• EXERCISE AIM
Output all of the data below exactly as given.

........

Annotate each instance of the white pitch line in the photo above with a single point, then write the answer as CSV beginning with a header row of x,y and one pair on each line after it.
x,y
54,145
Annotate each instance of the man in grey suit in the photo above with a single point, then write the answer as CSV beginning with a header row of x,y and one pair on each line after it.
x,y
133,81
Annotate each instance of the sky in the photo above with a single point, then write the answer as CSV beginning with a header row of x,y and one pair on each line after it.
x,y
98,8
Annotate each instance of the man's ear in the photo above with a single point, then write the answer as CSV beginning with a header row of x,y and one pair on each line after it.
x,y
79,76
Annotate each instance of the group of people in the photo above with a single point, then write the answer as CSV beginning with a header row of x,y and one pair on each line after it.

........

• TASK RESPONSE
Annotate each instance of the white pitch line in the photo above with a single point, then write the answer as CSV beginning with a header row of x,y and one pair on each line after it.
x,y
54,145
Annotate each instance of the man in grey suit in the photo above with a single point, then write the answer as CSV beginning with a header row of x,y and one pair on each line after it.
x,y
133,81
Annotate each instance of the sky in the photo above with a single point, then write the answer as CSV beginning with a header row of x,y and one pair on each line after it.
x,y
98,8
Annotate each instance of the man's ear in the photo above with a single point, then write the answer as CSV beginning with a header row of x,y and one pair on each line after it.
x,y
79,76
Annotate each instance of the group of people in the photo above with a single point, then write the answer as CSV beginning with a header row of x,y and one pair on each line after it.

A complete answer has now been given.